→ Goal of the exercise
Copy out the film review text below word for word, from its first sentence to its last.

At this point in the story, following the Asylum anthology model, we shift to a second character, a young washer repairman out on a stag party before he marries. They force him to wear the red dress, which his fiancée will also wear, fating them both to violent deaths. The man dies, being numbed to death by the couturiere’s hypnotic ad (think Rodney Ascher’s S From Hell, his mockumentary about a 1964 Screen Gems promo that terrified a generation of children who saw it on TV, and Halloween 3: Season of the Witch). The film loses some steam with the second story, although links are made to the first in the way he is henpecked by his friends and work supervisor, and the way his technical talk about fixing the washer is loaded with sexual innuendo, which links to the scenes at the couturiere shop. Images of the Mohamed character framed behind a round window recalls Barbara Steele framed in Freda’s The Horrible Dr. Hichcock (1964).

Barbara Steele and Fatma Mohamed

The credit scene (and location) recalls the credit sequence in Blood and Black Lace. And a TV ad run by the store, which is hypnotic and puts viewers in a trance, shows echoes of Halloween 3 but in its retro style is closer to Rodney Ascher’s mockumentary about a 1964 Screen Gem’s logo, S From Hell (2010), that terrified a generation of children who caught it on TV. Strickland’s Freudianism comes clearest in an hilarious scene where a ritualistic cleansing of a female mannequin becomes a combination voyeuristic peepshow, with the single male employee, a tall, gaunt man who looks like he came out of a Rollin film, masturbates outside the shop window while the sales lady cleanses the mannequin’s pubic hair, which is capped by blood flowing from the mannequin’s vagina which she dutifully rubs onto her lips, causing the man to orgasm. The scene is a checklist of psychoanalytical states (castration complex, Oedipal Complex, the mirror stage, etc.). The film is ostensibly an exercise in fetish retro style (with a great score by Cavern of Anti-Matter) but with a measure of political and social subtext around issues of class, capitalism and consumerism. Like the way the horde of customers pile onto the door waiting for them to open, much like the mindless zombies in Dawn of the Dead.

→ Entries shown
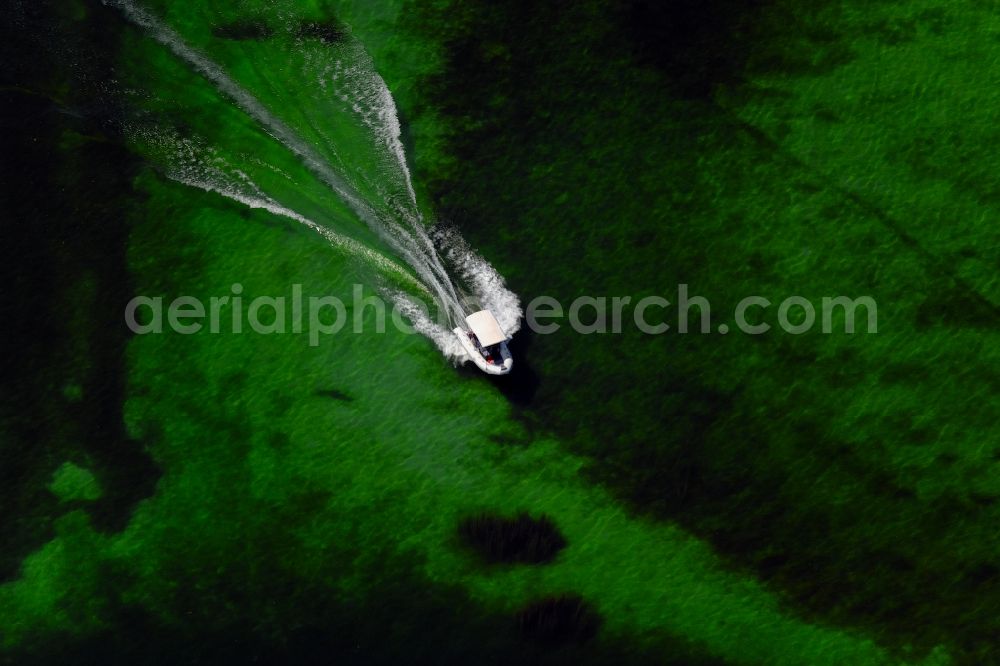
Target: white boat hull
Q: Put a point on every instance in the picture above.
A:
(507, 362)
--
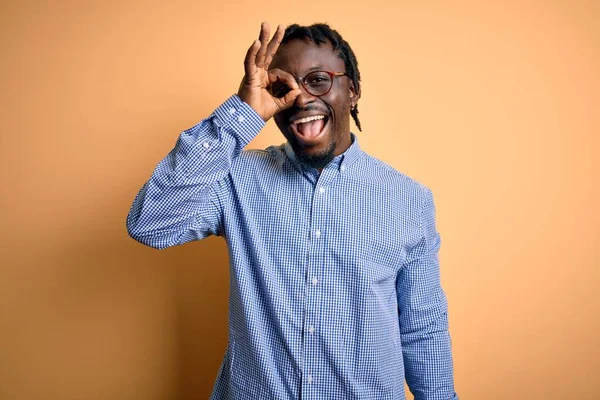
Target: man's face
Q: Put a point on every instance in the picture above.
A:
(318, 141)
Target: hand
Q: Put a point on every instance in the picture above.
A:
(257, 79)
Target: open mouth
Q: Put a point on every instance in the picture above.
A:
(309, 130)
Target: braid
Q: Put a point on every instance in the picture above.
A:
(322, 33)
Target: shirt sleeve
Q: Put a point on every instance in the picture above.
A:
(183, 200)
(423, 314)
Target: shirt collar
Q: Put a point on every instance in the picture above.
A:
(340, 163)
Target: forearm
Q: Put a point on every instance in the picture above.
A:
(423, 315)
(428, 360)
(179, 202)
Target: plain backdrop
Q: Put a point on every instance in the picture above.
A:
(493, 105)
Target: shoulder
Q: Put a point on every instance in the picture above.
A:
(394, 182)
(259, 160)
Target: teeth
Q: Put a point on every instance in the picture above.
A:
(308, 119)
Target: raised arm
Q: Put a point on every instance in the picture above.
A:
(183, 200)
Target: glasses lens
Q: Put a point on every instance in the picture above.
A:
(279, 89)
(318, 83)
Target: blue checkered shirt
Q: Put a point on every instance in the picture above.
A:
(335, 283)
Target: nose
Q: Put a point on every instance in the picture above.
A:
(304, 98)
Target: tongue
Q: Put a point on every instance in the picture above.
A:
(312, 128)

→ Correct output
At this point in the story, following the Asylum anthology model, we shift to a second character, a young washer repairman out on a stag party before he marries. They force him to wear the red dress, which his fiancée will also wear, fating them both to violent deaths. The man dies, being numbed to death by the couturiere’s hypnotic ad (think Rodney Ascher’s S From Hell, his mockumentary about a 1964 Screen Gems promo that terrified a generation of children who saw it on TV, and Halloween 3: Season of the Witch). The film loses some steam with the second story, although links are made to the first in the way he is henpecked by his friends and work supervisor, and the way his technical talk about fixing the washer is loaded with sexual innuendo, which links to the scenes at the couturiere shop. Images of the Mohamed character framed behind a round window recalls Barbara Steele framed in Freda’s The Horrible Dr. Hichcock (1964).

Barbara Steele and Fatma Mohamed

The credit scene (and location) recalls the credit sequence in Blood and Black Lace. And a TV ad run by the store, which is hypnotic and puts viewers in a trance, shows echoes of Halloween 3 but in its retro style is closer to Rodney Ascher’s mockumentary about a 1964 Screen Gem’s logo, S From Hell (2010), that terrified a generation of children who caught it on TV. Strickland’s Freudianism comes clearest in an hilarious scene where a ritualistic cleansing of a female mannequin becomes a combination voyeuristic peepshow, with the single male employee, a tall, gaunt man who looks like he came out of a Rollin film, masturbates outside the shop window while the sales lady cleanses the mannequin’s pubic hair, which is capped by blood flowing from the mannequin’s vagina which she dutifully rubs onto her lips, causing the man to orgasm. The scene is a checklist of psychoanalytical states (castration complex, Oedipal Complex, the mirror stage, etc.). The film is ostensibly an exercise in fetish retro style (with a great score by Cavern of Anti-Matter) but with a measure of political and social subtext around issues of class, capitalism and consumerism. Like the way the horde of customers pile onto the door waiting for them to open, much like the mindless zombies in Dawn of the Dead.